= WHAT THE TASK REQUIRES =
In the reading log, what year does CBC's "The Acadians" timeline begin?

= TEXT =
Oct 8th, 2018

Reading Log 4

Naomi Griffiths’ paper “Acadian Identity: The Creation and Re-creation of Community,” is great piece on the wavy road that the Acadian peoples took to get to where they are now. CBC’s “The Acadians,” timeline provides a great picture of when and where the Acadian people are, beginning in 1604. Both works show the rollercoaster of a life the Acadian peoples had from being a healthy prosperous people to an exiled people spread thinly. Griffiths paper gives great and intrinsic detail into the liveliness of the Acadian people at some points even getting down into the nitty gritty details like where small groups of ended up and how they got there. The timeline is great in the amount of detail each annotation gives because it is simple and straight to the point.

The life of the Acadians is basically broken down into three parts, life in Acadia, the great deportation and life after the deportation. The people of Acadia lived long and hearty lives when they were located in the true maritime land of Acadia. Not only did they have a flourishing agriculture system, “they could expect to know their own grandparents and be grandparents themselves,” (Griffiths, P.335). Then the great deportation happened stripping them of their land and sometimes even family. This deportation came after the British took over they land that the Acadians lived upon, after a couple of attempts to get the Acadians to take up arms with the British. But after refusing to take up arms against anyone the Acadians were deported by the British Government. Some of the Acadians that got deported came face to face with new diseases they had never scene before when they arrived at their new home. Some Acadians escaped their deportation and waited for the possibility of there fellow Acadians to return which would form the Acadia that we know today.

Together Griffith’s paper and CBC’s timeline complement each other very well. The timeline gives a time aspect to every event in the Acadians lifetime then Griffiths paper adds the specifics like who was where and how they get there. Griffiths work sometimes comes off too detailed making it difficult to follow along, some pages seem to be just straight facts making the reader lose interest. If the timeline was to include a bit more of the facts in its annotations and if Griffiths paper was to look more into the relations and perceptions of the time. These two pieces together would paint a great picture of the Acadians bumpy life.

= INFORMATION SUPPLIED =
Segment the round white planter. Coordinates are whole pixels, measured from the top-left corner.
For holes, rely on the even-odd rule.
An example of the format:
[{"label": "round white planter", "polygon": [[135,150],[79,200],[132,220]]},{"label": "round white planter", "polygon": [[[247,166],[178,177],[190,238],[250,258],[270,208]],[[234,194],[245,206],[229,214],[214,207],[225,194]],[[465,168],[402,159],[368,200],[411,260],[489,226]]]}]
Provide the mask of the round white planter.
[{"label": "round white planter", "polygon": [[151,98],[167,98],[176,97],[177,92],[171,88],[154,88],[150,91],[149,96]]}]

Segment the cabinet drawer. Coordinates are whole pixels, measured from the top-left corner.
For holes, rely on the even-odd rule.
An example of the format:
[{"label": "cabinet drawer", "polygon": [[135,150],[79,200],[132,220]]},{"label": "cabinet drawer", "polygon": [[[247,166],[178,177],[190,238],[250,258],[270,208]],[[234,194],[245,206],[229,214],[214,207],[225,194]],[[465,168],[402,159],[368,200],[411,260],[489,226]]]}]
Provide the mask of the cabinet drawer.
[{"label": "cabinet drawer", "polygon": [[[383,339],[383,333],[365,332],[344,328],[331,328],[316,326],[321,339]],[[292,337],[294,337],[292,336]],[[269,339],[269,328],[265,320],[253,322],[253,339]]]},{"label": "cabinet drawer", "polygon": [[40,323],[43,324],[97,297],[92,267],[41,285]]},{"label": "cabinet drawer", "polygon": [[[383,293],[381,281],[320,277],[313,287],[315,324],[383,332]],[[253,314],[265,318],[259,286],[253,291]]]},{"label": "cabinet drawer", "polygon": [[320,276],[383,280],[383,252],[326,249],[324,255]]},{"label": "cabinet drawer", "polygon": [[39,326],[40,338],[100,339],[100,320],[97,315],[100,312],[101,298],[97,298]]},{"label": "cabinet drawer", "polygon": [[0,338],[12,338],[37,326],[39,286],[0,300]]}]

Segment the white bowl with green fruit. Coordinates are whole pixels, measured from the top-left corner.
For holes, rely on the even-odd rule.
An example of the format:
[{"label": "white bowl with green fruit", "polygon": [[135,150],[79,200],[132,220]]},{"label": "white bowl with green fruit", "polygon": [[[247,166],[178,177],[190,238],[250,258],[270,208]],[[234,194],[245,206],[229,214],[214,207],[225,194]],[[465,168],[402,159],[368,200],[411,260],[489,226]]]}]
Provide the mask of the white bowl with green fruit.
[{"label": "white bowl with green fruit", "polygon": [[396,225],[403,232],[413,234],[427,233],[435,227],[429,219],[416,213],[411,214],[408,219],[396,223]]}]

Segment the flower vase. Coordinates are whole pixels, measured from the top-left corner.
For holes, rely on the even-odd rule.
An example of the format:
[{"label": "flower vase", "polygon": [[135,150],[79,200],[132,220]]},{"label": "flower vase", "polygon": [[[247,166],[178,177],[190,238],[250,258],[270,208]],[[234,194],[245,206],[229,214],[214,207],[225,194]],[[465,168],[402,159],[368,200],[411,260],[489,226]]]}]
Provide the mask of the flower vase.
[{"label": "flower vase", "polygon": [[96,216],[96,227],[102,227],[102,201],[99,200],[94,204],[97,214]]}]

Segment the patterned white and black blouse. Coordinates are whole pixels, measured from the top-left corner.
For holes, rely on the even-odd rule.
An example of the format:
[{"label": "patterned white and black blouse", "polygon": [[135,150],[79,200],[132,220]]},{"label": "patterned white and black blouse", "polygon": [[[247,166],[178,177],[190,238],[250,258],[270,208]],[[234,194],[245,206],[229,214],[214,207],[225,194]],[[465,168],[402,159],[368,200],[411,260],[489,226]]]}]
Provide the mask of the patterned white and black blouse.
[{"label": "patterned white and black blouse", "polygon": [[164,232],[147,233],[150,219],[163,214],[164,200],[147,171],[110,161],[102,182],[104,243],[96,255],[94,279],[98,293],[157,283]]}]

= SOLUTION =
1604